**Request A**. From the testing text, copy the passage from "import requests, zipfile" to "print('Downloading Completed')" word for word.
**Request B**.
Answer these questions from the testing text:
(i) What does the runtime test code print when the download succeeds?
(ii) Which route does it recommend for reporting an error found by a runtime test?
(iii) According to the text, what is the point of going on to further levels of testing if smoke tests fail?

**Supplied text**.
** begin **
Runtime tests are tests that run as part of the program itself. They may take the form of checks within the code, as shown below:

For example, we could use the following runtime tests to test the first block of our analysis_pipeline.py script:

import requests, zipfile
from io import BytesIO

url = 'https://gitlab.com/julia-pfarr/nowaschool/-/raw/main/school/materials/CI_CD/crtt.zip?ref_type=heads'
extract_to_path = '/Users/peerherholz/Desktop/'

req = requests.get(url)
if req.status_code == 200:
    print('Downloading Completed')
    with zipfile.ZipFile(BytesIO(req.content)) as zfile:
        zfile.extractall(extract_to_path)
else:
    print('Download failed.')
Downloading Completed

Advantages of runtime testing:#

  • run within the program, so can catch problems caused by logic errors or edge cases

  • makes it easier to find the cause of the bug by catching problems early

  • catching problems early also helps prevent them escalating into catastrophic failures. It minimises the blast radius.

Disadvantages of runtime testing:#

  • tests can slow down the program

  • what is the right thing to do if an error is detected? How should this error be reported? Exceptions are a recommended route to go with this.

Smoke tests#

Very brief initial checks that ensures the basic requirements required to run the project hold. If these fail there is no point proceeding to additional levels of testing until they are fixed.

For example, we could use the following smoke tests to test the first block of our analysis_pipeline.py script:

import requests
from zipfile import ZipFile, BadZipFile
from io import BytesIO
import os

def test_download_and_extraction(url, extraction_path):
    """
    Test downloading a ZIP file from a URL and extracting it to a specified path.

    Args:
    - url (str): URL of the ZIP file to download.
    - extraction_path (str): The filesystem path where the ZIP file contents will be extracted.
    """

    # 1. URL Accessibility
    response = requests.head(url)
    assert response.status_code == 200, "URL is not accessible or does not exist"
    #assert 'application/zip' in response.headers['Content-Type'], "URL does not point to a ZIP file"

    # 2. Successful Download
    response = requests.get(url)
    assert response.status_code == 200, "Failed to download the file"

    # 3. Correct File Type and Extraction
    try:
        with ZipFile(BytesIO(response.content)) as zipfile:
            zipfile.extractall(extraction_path)
        assert True  # If extraction succeeds
    except BadZipFile:
        assert False, "Downloaded file is not a valid ZIP archive"

    # 4. Check Extracted Files
    extracted_files = os.listdir(extraction_path)
    assert len(extracted_files) > 0, "No files were extracted"

    print(f"Test passed: Downloaded and extracted ZIP file to {extraction_path}")

# Example usage
url = 'https://gitlab.com/julia-pfarr/nowaschool/-/raw/main/school/materials/CI_CD/crtt.zip?ref_type=heads'
extraction_path = '/Users/peerherholz/Desktop/'

test_download_and_extraction(url, extraction_path)
** end **
**Data records**.
** begin **
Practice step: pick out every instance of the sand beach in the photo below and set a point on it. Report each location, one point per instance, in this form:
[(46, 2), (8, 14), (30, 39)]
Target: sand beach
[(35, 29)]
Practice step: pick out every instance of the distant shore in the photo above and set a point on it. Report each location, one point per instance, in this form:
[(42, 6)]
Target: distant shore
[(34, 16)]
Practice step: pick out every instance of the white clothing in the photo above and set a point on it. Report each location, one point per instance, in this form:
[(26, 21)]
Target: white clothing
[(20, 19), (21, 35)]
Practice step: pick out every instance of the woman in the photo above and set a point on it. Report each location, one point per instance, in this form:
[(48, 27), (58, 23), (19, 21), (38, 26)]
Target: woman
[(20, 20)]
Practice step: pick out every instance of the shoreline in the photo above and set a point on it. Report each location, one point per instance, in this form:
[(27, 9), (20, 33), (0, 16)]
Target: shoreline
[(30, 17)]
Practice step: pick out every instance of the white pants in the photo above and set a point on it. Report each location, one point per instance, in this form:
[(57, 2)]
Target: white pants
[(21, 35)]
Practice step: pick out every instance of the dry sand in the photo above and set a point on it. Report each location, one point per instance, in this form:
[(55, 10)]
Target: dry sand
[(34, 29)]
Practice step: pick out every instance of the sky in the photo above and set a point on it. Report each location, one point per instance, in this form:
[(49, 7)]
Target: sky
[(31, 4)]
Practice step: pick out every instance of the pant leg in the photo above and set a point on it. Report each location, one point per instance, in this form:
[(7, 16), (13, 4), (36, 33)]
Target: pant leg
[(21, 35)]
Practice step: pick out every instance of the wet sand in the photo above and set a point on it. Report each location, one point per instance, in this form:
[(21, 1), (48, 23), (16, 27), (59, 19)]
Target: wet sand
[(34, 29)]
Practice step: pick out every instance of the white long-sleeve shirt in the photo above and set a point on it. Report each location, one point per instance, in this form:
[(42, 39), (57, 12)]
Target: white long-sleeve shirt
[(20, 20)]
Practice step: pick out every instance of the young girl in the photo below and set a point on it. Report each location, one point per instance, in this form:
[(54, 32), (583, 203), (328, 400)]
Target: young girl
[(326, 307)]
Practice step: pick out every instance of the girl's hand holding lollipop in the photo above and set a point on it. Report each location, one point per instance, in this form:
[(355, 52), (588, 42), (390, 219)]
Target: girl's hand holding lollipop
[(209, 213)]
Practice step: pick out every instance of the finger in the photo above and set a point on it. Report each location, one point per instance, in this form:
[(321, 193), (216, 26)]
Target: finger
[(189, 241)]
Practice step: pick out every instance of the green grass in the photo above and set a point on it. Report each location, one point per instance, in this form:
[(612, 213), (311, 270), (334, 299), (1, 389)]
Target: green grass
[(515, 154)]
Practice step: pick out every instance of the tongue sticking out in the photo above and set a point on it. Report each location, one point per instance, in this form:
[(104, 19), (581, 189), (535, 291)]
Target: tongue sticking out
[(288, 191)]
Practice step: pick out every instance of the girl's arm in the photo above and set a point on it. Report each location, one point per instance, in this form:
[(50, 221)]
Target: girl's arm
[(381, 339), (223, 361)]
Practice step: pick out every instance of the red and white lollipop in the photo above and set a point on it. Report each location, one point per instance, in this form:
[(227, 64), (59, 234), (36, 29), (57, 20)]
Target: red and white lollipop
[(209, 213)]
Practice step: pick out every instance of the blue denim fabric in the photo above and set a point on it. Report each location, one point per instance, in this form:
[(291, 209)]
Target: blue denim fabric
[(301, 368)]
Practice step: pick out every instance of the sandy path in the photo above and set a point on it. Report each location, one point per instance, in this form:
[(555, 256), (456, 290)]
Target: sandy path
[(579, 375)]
** end **
**Correct answer A**.
import requests, zipfile
from io import BytesIO

url = 'https://gitlab.com/julia-pfarr/nowaschool/-/raw/main/school/materials/CI_CD/crtt.zip?ref_type=heads'
extract_to_path = '/Users/peerherholz/Desktop/'

req = requests.get(url)
if req.status_code == 200:
    print('Downloading Completed')

**Correct answer B**.
(i) Downloading Completed
(ii) Exceptions
(iii) There is no point until they are fixed.